• **PASSAGE TO READ**:

The new domain should live under an internal core namespace such as
src/channels/message/*.
It has four concepts:
core.messages.receive(...)
core.messages.send(...)
core.messages.live(...)
core.messages.state(...)
receive owns inbound lifecycle.
send owns outbound lifecycle.
live owns preview, edit, progress, and stream state.
state owns durable intent storage, receipts, idempotency, recovery, locks, and
dedupe.
A normalized message is platform-neutral:
type ChannelMessage = {
id: string;
channel: string;
accountId?: string;
direction: "inbound" | "outbound";
target: MessageTarget;
sender?: MessageActor;
body?: MessageBody;
attachments?: MessageAttachment[];
relation?: MessageRelation;
origin?: MessageOrigin;
timestamp?: number;
raw?: unknown;
};
The target describes where the message lives:
type MessageTarget = {
kind: "direct" | "group" | "channel" | "thread";
id: string;
label?: string;
spaceId?: string;
parentId?: string;
threadId?: string;
nativeChannelId?: string;
};
Reply is a relation, not an API root:
type MessageRelation =
| {
kind: "reply";
inboundMessageId?: string;
replyToId?: string;
threadId?: string;
quote?: MessageQuote;
}
| {
kind: "followup";
sessionKey?: string;
previousMessageId?: string;
}
| {
kind: "broadcast";
reason?: string;
}
| {
kind: "system";
reason:
| "approval"
| "task"
| "hook"
| "cron"
| "subagent"
| "message_tool"
| "cli"
| "control_ui"
| "automation"
| "error";
};
This lets the same send path handle normal replies, cron notifications, approval prompts, task completions, message-tool sends, CLI or Control UI sends, subagent results, and automation sends.
Origin describes who produced a message and how OpenClaw should treat echoes of that message. It is separate from relation: a message can be a reply to a user and still be OpenClaw-originated operational output.
type MessageOrigin =
| {
source: "openclaw";
schemaVersion: 1;
kind: "gateway_failure";
code: "agent_failed_before_reply" | "missing_api_key" | "model_login_expired";
echoPolicy: "drop_bot_room_echo";
}
| {
source: "user" | "external_bot" | "platform" | "unknown";
};
Core owns the meaning of OpenClaw-originated output. Channels own how that origin is encoded into their transport.

• **INSTRUCTIONS**:
a: According to the message design notes, why is origin kept separate from relation? Answer in one to three sentences.
b: Answer these from the message design notes:
(i) Which of the four concepts owns preview, edit, progress, and stream state?
(ii) What four kinds can a message target have?
(iii) What do channels own when it comes to OpenClaw-originated output?
c: Repeat the part of the message design notes starting with "Origin describes who" and going on through "into their transport.".
The rows after the message design notes have nothing to do with them.

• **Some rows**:
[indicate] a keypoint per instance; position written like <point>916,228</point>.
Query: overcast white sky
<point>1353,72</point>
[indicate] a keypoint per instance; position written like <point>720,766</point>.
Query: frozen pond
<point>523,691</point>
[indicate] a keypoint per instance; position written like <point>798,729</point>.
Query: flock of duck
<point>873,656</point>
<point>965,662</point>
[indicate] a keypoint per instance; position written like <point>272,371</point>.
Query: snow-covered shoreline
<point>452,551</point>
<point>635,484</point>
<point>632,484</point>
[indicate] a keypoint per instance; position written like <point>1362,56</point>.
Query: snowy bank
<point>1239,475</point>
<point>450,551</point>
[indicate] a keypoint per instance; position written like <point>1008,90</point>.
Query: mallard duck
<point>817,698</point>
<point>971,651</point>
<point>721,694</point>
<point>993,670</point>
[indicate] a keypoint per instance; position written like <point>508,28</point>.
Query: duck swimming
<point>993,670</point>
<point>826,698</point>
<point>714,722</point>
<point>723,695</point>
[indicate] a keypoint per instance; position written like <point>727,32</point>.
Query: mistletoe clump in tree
* * *
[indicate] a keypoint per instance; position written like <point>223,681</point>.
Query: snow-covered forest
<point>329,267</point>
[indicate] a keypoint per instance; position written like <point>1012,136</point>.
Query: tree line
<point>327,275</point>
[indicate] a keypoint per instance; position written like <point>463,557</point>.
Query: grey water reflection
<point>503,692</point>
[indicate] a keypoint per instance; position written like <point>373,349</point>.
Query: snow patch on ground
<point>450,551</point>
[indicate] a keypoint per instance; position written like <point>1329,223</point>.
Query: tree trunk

• **EXERCISE SOLUTIONS**:
a: Origin is kept apart from relation because a message can be a reply to a user and still be OpenClaw-originated operational output. Relation says what a message responds to, while origin says who produced it and how OpenClaw should treat echoes of it.

b:
(i) live
(ii) direct, group, channel, and thread
(iii) How that origin is encoded into their transport

c:
Origin describes who produced a message and how OpenClaw should treat echoes of that message. It is separate from relation: a message can be a reply to a user and still be OpenClaw-originated operational output.
type MessageOrigin =
| {
source: "openclaw";
schemaVersion: 1;
kind: "gateway_failure";
code: "agent_failed_before_reply" | "missing_api_key" | "model_login_expired";
echoPolicy: "drop_bot_room_echo";
}
| {
source: "user" | "external_bot" | "platform" | "unknown";
};
Core owns the meaning of OpenClaw-originated output. Channels own how that origin is encoded into their transport.